* _ページ抜粋_
.....
こうした「障害」は、最終的には自己操縦心性の崩壊のみが解決になります。

これは真剣な感情分析の先にもたらされます。内容は、自分が人生で追い求めた「理想」や過去の来歴で抱いた「望み」を詳しく吟味し、それが完全に自己撞着の中にあり根本的に実現不可能な矛盾体であることを自覚することです。
これはこの感情分析の途上で、頭で理解する前に、心の底でそれが自己操縦心性自身に自覚され、人生への深い絶望感情が流れ出てくる事態に恐らくなります。この絶望は、今起きたものではなく、実は人生の早期に起き、それ以降それに目をふさぎ自分を欺いて生きる生き方の中にあったわけです。
これが、今までの「答えが出ない心」の全体そのものが崩壊する、「捨てたかったものを捨てる」時として、受け入れる必要があります。

このような心性崩壊が、「望みの見えないケース」における、「初期安定」から「望みに向かう動機段階」への大きな谷間を通る道のりとして起きることを、ハイブリッド理論の一つの帰着として言えるように感じます。
こうしたケースでは、これが多分間違いなく最大の心性崩壊体験になります。これはまさに僕が『悲しみの彼方への旅』に描写したものなんですね。「人生をかけた取り組みになるというのは実はこの話で」と触れた通り。

一方、これこそが「再生」のメカニズムであることを知る時、『悲しみの彼方への旅』に描写したような深い絶望は、無用と考えています。その絶望は、多分にこの現象の本質的部分ではなく、当時の僕の無知に起因するものが大きかったと感じる次第です。
知的には楽観を保ちながら、感情としては絶望を流すことも可能..とまあ理論的には言えますが、やはり最悪の精神状態が考えられますので、とにかく「精神は死に実存だけを守る」ことが課題になる通過点があることを、心にしっかりと刻んでおくことが大切です。

心性崩壊が「人生の望みの回復」にどう役立つかというと、まず、同時に起きる感情の膿の放出によって感情の膿の残量が大幅に減少し、肯定型価値感覚が人生で初めて芽を出すことです。
次に、自動思考自動感情の根底にある、「危険と恐怖をベースにした」感情論理が、「安全と楽しみをベースにした」感情論理へと、大きく入れ替わることです。これが、今まで思考を変える努力が徒党に終っていた状況を根底から変えます。
つまり努力することなく、自動思考そのものが肯定的なものに変化している状態が訪れるわけです。これはあまりに大きい。

以下で説明する「望みへの取り組み」では、まずそれに向けての知的準備から初めて、最後の「人生の挫折に向き合う」でそうした心性崩壊も考えられる取り組みへと進めます。
もちろん最初の話から「望みの促し」に役立つ人もいるでしょう。これはもう人それぞれで、取り組み過程そのものが結局は全ての人に唯一無二になる、ということです。
.....
* _提供情報_
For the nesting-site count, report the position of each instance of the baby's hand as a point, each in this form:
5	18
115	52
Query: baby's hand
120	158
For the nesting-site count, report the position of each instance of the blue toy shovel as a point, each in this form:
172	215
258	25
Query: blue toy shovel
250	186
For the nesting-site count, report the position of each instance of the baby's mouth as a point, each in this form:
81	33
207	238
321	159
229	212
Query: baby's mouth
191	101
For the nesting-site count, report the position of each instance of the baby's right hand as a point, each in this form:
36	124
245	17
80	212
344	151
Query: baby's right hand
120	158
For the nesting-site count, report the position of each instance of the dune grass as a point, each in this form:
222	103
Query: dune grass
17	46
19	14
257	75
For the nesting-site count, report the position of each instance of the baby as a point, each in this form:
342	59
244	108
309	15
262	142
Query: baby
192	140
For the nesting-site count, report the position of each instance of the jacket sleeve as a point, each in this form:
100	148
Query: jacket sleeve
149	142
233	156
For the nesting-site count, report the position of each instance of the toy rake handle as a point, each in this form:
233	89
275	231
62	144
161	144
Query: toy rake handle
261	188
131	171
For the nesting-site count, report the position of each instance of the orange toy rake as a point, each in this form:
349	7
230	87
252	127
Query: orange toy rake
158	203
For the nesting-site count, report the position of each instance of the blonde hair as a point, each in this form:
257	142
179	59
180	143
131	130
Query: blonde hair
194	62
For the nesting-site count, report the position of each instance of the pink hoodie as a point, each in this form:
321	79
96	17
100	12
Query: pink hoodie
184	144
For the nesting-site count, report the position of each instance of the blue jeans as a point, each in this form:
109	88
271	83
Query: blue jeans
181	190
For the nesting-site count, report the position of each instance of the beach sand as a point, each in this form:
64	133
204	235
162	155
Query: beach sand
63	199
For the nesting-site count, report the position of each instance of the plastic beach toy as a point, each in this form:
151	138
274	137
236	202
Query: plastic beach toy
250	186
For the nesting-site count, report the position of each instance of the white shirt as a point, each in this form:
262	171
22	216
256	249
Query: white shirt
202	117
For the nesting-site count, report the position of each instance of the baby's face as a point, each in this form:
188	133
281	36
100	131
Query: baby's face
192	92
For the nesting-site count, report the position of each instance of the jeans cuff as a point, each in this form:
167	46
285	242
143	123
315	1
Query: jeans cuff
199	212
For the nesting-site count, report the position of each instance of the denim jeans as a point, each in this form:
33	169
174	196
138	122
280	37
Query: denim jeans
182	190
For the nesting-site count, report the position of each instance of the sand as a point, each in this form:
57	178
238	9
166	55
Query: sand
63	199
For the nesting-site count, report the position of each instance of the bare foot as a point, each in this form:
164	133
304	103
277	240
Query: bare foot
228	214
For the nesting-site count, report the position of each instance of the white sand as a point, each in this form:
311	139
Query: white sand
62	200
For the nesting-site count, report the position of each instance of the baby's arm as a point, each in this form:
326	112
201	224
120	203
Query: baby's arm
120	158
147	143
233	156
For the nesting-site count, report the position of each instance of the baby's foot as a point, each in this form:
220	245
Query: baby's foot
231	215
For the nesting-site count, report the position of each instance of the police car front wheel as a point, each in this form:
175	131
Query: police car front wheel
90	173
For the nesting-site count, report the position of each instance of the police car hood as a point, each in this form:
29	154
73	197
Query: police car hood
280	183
.....
* _課題一覧_
[a] 心性崩壊についての文章によると、心性崩壊が「人生の望みの回復」に役立つ点として最初に挙げられているのは何ですか。
[b] 心性崩壊についての文章を、最後の文の後から書き進めてください。

* _課題別回答_
[a] 同時に起きる感情の膿の放出によって感情の膿の残量が大幅に減少し、肯定型価値感覚が人生で初めて芽を出すことです。

[b]
人生の望みへの取り組み-5 / しまの
No.1128 2006/11/12(Sun) 13:56:19

■「人生の望みへの取り組み」全体方向感

より積極的に「人生の望み」に向かう姿勢と取り組み方ですが、「人生の望みへの取り組み-3」で前触れの通りの以下にて説明しようと思います。
1)「恐怖の克服」の真の姿を知る
2)虐げられた社会で挽回し勝つ方法を知る
3)「現実の見下し」を解除する
4)望みの挫折に取り組む


これをより大きく俯瞰して、方向性を言うことができます。これは大きく2段階の取り組みなのだと言えるでしょう。
始めの段階は、望みを妨げる基本的な悪感情を脱することです。上記1)2)に該当。
次の段階は、現実世界内で望む価値に具体的に向き合う取り組みです。上記3)4)に該当。


■悪感情特に「恐怖を使う心」を脱する

始めの段階は、ハイブリッドの取り組み全体を通しての大きな指針でもありますので、ここに取り上げて説明しましょう。
全てを貫く指針とは、「心理障害を是とし使って生きる心を脱する」ということです。

これはあまにも単純明快な話として理解頂けるでしょう。また、この取り組みで誰もが陥りがちな罠も。
誰でも「心理障害を脱したい」とは思ってこの取り組みを始めるのでしょうが、結局のところ、障害感情の中でそれを望んでいるので、同じ轍の中を回り続けるという罠です。
これも実に単純な話です。なぜ変化できないかの理由として。

まあそれを本人が自覚できるのを妨げるのがまた心理障害ということで、とにかく本人の意識からは錯綜とした状況になるゆえんがあります。しかし外から見ればかなり単純にその状況が分かりますので、それを知りたければメール相談など。(←営業^^;)
多分その状況の自覚を進めれば、いつかはその罠の論理も崩れる時が訪れるでしょう。

でそうした悪感情の中で、「望みを妨げるもの」として特に「恐れの感情」を取り上げることができるわけです。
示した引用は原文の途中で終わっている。